>> Start Exercise materials

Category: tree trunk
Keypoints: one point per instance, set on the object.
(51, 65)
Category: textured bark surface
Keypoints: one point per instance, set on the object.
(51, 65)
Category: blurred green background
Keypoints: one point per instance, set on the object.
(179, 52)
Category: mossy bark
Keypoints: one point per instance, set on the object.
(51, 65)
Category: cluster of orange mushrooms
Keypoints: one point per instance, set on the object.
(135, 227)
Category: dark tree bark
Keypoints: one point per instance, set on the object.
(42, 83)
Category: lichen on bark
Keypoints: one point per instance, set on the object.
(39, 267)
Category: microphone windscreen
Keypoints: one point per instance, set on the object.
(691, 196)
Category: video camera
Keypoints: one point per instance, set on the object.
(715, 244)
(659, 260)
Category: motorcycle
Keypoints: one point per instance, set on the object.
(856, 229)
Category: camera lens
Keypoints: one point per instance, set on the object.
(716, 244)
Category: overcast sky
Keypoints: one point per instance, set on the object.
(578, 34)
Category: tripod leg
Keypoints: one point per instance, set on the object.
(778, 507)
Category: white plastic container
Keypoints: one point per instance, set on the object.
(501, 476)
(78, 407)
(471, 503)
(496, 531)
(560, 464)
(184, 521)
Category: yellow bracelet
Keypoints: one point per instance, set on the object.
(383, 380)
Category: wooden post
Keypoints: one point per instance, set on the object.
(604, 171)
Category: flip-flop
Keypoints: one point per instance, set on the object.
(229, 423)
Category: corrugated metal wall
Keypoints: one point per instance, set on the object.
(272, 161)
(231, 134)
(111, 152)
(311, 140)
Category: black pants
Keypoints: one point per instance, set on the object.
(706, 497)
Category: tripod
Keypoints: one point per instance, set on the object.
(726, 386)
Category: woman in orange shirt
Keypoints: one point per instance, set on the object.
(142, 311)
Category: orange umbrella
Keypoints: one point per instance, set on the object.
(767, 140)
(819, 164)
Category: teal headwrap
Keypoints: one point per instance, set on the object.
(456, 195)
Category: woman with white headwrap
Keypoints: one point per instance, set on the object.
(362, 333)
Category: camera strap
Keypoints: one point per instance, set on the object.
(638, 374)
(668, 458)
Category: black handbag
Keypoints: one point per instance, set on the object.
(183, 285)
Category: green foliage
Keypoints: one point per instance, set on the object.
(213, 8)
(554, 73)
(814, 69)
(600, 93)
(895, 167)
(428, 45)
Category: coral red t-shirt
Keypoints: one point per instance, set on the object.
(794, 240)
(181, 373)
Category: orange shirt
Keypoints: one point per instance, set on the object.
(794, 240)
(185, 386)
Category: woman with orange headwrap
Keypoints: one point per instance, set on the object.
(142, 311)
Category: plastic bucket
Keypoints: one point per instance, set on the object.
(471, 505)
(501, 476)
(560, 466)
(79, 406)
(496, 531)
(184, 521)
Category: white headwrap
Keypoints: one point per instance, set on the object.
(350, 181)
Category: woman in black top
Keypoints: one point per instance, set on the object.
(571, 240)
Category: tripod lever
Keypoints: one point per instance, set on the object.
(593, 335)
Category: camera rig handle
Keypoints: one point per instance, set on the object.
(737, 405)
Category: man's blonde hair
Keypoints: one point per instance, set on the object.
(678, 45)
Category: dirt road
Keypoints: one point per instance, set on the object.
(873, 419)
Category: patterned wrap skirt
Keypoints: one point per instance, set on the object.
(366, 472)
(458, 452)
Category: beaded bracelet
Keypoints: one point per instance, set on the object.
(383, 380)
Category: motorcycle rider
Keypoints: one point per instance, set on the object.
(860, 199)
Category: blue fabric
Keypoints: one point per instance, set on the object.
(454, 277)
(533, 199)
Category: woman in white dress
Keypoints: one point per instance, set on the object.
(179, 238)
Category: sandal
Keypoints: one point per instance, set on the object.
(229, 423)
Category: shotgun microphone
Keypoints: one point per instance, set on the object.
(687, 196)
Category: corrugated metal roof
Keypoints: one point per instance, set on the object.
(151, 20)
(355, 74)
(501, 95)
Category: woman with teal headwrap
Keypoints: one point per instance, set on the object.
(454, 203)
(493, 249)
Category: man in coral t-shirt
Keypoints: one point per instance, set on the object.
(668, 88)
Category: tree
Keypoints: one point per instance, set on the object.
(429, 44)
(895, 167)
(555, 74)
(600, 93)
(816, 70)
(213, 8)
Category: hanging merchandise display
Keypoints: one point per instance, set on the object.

>> End Exercise materials

**What you are asked to do**
Set every line of the listing down word for word.

**Task solution**
Category: tree trunk
Keypoints: one point per instance, set on the object.
(51, 65)
Category: textured bark surface
Keypoints: one point per instance, set on the object.
(51, 65)
Category: blurred green background
Keypoints: one point per instance, set on the object.
(179, 52)
Category: mossy bark
Keypoints: one point per instance, set on the object.
(51, 65)
Category: cluster of orange mushrooms
Keypoints: one point per instance, set on the object.
(135, 227)
Category: dark tree bark
Keypoints: one point per instance, set on the object.
(42, 83)
Category: lichen on bark
Keypoints: one point per instance, set on the object.
(39, 267)
Category: microphone windscreen
Keypoints: one point per instance, set on the object.
(691, 196)
Category: video camera
Keypoints: one point per instance, set on the object.
(715, 244)
(659, 260)
Category: motorcycle
Keypoints: one point per instance, set on the object.
(856, 229)
Category: camera lens
Keypoints: one point per instance, set on the object.
(716, 244)
Category: overcast sky
Keypoints: one point per instance, set on the object.
(578, 34)
Category: tripod leg
Keypoints: one point per instance, set on the object.
(778, 507)
Category: white plastic container
Keypoints: one point per instance, set on the object.
(501, 476)
(78, 407)
(471, 503)
(496, 531)
(560, 464)
(184, 521)
Category: yellow bracelet
Keypoints: one point per instance, set on the object.
(383, 380)
Category: wooden post
Keypoints: one point per instance, set on the object.
(604, 171)
Category: flip-flop
Keypoints: one point per instance, set on the object.
(229, 423)
Category: corrugated metal wall
Keypoints: one point per instance, set on the object.
(272, 161)
(231, 134)
(111, 152)
(311, 140)
Category: black pants
Keypoints: one point per instance, set on the object.
(706, 497)
Category: tripod
Keypoints: one point per instance, set on the object.
(726, 386)
Category: woman in orange shirt
Keypoints: one point per instance, set on the object.
(142, 311)
Category: orange umbrella
Keypoints: one point per instance, set on the object.
(767, 140)
(819, 164)
Category: teal headwrap
Keypoints: one point per instance, set on the object.
(456, 195)
Category: woman with white headwrap
Keypoints: one point per instance, set on the object.
(362, 333)
Category: camera strap
Keypoints: one point per instance, set on the object.
(638, 374)
(668, 458)
Category: black handbag
Keypoints: one point per instance, set on the object.
(183, 285)
Category: green foliage
Keypoints: one point per instance, set on the object.
(213, 8)
(554, 73)
(814, 69)
(600, 93)
(895, 167)
(428, 45)
Category: coral red t-shirt
Keypoints: one point per instance, set on the object.
(794, 240)
(181, 373)
Category: orange shirt
Keypoints: one point per instance, set on the object.
(794, 240)
(185, 386)
Category: woman with orange headwrap
Keypoints: one point per instance, set on the object.
(142, 311)
Category: plastic bucket
Keypoints: one point per instance, set on the object.
(471, 505)
(501, 476)
(560, 466)
(79, 406)
(496, 531)
(184, 521)
Category: white headwrap
Keypoints: one point per instance, set on the object.
(350, 181)
Category: woman in black top
Keypoints: one point per instance, set on the object.
(571, 240)
Category: tripod lever
Keypoints: one point per instance, set on the object.
(593, 335)
Category: camera rig handle
Keypoints: one point per instance, set on the object.
(737, 405)
Category: man's blonde hair
Keypoints: one point per instance, set on the object.
(678, 45)
Category: dirt road
Keypoints: one point per instance, set on the object.
(873, 419)
Category: patterned wrap skirt
Keypoints: one point per instance, set on the object.
(366, 472)
(458, 452)
Category: beaded bracelet
Keypoints: one point per instance, set on the object.
(383, 380)
Category: motorcycle rider
Keypoints: one point per instance, set on the object.
(860, 199)
Category: blue fabric
Keypoints: one point per instance, set on the object.
(454, 277)
(533, 199)
Category: woman in white dress
Keypoints: one point per instance, set on the object.
(179, 238)
Category: sandal
Keypoints: one point per instance, set on the object.
(229, 423)
Category: shotgun microphone
Keypoints: one point per instance, set on the object.
(687, 196)
Category: corrugated metal roof
Keypoints: one point per instance, set on the object.
(151, 20)
(355, 74)
(501, 95)
Category: woman with teal headwrap
Keypoints: one point per instance, set on the object.
(454, 203)
(493, 249)
Category: man in coral t-shirt
Keypoints: one point per instance, set on the object.
(668, 88)
Category: tree
Keypoints: one point per instance, set on the object.
(429, 44)
(895, 167)
(555, 74)
(600, 93)
(816, 70)
(213, 8)
Category: hanging merchandise display
Keypoints: one point per instance, set on the object.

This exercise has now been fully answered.